## EXERCISES
[1] According to the passage on global ageing, how many people aged 60 years and older is the world expected to have by 2050?
[2] For each statement, decide whether it agrees with the passage on global ageing, and quote the words that settle it.
(a) Most of the world's older people will live in high-income countries.
(b) The rise in longevity has come largely from fewer deaths from cardiovascular disease.
(c) People aged over 60 carry nearly a quarter of the global burden of death and illness.

## PROVIDED PASSAGE
London: In a new study, scientists have claimed that ageing is an issue that needs to be addressed globally, for unless some effective strategies were found to cater to old age problems, it would greatly affect the quality of life of older people.
As people across the world live longer, soaring levels of chronic illness and diminished wellbeing were poised to become a major global public health challenge.
As life expectancy of older people continues to rise worldwide, by 2020, for the first time in history, the number of people aged 60 years and older would outnumber children younger than 5 years. By 2050, the world's population aged 60 years and older is expected to total 2 billion, up from 841 million today. 80 percent of these older people would be living in low-income and middle-income countries.
The increase in longevity, especially in high-income countries (HICs), has been largely due to the decline in deaths from cardiovascular disease, mainly because of simple, cost-effective strategies to reduce tobacco use and high blood pressure, and improved coverage and effectiveness of health interventions.
However, although people are living longer, they are not necessarily healthier than before, as nearly a quarter (23 percent) of the overall global burden of death and illness has been seen in people aged over 60, which has been attributable to long-term illness caused by diseases such as cancer, chronic respiratory diseases, heart disease, musculoskeletal diseases, and mental and neurological disorders.

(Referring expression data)
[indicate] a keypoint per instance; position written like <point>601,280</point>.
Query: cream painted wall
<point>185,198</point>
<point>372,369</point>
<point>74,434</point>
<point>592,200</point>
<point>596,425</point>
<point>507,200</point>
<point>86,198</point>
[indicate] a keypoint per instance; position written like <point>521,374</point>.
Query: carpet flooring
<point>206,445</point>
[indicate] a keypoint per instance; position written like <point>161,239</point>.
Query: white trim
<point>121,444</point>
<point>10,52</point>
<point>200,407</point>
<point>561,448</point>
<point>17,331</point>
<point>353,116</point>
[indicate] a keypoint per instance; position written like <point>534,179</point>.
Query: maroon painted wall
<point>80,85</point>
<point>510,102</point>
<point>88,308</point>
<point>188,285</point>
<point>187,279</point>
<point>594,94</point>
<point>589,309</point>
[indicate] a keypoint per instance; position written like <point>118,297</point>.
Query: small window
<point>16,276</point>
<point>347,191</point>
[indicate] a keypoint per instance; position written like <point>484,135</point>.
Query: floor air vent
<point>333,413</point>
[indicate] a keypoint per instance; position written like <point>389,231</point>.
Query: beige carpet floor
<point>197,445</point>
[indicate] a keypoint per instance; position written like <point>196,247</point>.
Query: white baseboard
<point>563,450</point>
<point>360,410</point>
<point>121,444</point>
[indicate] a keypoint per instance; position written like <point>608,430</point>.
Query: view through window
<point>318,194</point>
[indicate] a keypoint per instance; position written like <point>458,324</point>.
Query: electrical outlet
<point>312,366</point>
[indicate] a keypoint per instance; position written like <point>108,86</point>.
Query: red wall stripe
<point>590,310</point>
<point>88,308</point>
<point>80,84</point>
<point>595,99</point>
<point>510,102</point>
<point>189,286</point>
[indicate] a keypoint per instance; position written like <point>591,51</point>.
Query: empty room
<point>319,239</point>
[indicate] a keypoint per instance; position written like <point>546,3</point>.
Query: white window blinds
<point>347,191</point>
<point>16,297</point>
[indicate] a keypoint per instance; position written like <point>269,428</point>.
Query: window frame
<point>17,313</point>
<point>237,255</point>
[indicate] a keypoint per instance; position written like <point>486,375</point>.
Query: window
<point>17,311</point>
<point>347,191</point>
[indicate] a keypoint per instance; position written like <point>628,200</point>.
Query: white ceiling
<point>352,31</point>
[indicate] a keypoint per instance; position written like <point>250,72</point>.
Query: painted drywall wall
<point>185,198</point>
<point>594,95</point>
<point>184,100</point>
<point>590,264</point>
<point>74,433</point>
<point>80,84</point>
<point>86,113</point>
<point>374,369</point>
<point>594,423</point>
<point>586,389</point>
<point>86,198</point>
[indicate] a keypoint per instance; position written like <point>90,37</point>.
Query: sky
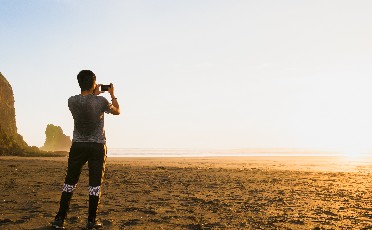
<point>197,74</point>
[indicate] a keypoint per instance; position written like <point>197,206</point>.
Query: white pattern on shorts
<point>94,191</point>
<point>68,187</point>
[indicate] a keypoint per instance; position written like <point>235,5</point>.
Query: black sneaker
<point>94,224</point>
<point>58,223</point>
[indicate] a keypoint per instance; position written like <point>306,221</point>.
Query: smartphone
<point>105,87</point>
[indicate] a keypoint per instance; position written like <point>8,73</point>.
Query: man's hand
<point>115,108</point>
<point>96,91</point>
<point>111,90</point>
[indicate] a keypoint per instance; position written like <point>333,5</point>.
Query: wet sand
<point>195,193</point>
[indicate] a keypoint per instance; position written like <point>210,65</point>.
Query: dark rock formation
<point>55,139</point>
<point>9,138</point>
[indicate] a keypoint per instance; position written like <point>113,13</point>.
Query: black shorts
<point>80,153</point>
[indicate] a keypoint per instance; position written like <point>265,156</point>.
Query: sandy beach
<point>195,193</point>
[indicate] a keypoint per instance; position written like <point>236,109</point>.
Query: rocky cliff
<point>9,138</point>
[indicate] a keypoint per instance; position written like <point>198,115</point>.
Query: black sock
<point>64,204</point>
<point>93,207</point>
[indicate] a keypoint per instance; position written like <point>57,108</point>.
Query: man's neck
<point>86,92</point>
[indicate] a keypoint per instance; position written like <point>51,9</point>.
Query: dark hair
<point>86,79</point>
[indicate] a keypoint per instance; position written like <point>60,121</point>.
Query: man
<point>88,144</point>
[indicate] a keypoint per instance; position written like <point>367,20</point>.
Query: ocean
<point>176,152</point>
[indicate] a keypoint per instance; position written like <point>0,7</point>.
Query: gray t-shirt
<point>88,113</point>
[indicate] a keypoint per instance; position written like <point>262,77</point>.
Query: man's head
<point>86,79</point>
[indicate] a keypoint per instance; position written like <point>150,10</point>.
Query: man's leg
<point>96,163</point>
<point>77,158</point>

* * *

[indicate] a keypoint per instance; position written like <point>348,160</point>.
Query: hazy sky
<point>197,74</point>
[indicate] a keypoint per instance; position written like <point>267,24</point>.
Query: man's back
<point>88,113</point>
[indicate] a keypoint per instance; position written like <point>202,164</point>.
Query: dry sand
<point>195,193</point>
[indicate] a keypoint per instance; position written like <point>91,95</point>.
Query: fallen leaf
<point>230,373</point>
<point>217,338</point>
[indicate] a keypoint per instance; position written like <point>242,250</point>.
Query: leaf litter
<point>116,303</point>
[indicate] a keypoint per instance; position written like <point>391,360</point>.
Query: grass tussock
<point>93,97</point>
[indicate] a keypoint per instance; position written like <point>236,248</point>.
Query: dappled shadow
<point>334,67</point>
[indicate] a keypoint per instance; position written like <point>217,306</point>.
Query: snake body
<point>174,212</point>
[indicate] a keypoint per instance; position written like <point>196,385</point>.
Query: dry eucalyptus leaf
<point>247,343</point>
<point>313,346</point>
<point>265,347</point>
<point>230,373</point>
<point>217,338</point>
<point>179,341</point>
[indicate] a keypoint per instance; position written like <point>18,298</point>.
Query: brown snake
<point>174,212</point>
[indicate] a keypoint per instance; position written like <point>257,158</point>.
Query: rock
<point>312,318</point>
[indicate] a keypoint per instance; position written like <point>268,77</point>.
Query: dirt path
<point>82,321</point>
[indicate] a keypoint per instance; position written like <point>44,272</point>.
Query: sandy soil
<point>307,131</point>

## ANSWERS TO THE EXERCISE
[1] About 2 billion, up from 841 million today.

[2]
(a) No: "80 percent of these older people would be living in low-income and middle-income countries."
(b) Yes: "has been largely due to the decline in deaths from cardiovascular disease"
(c) Yes: "nearly a quarter (23 percent) of the overall global burden of death and illness has been seen in people aged over 60"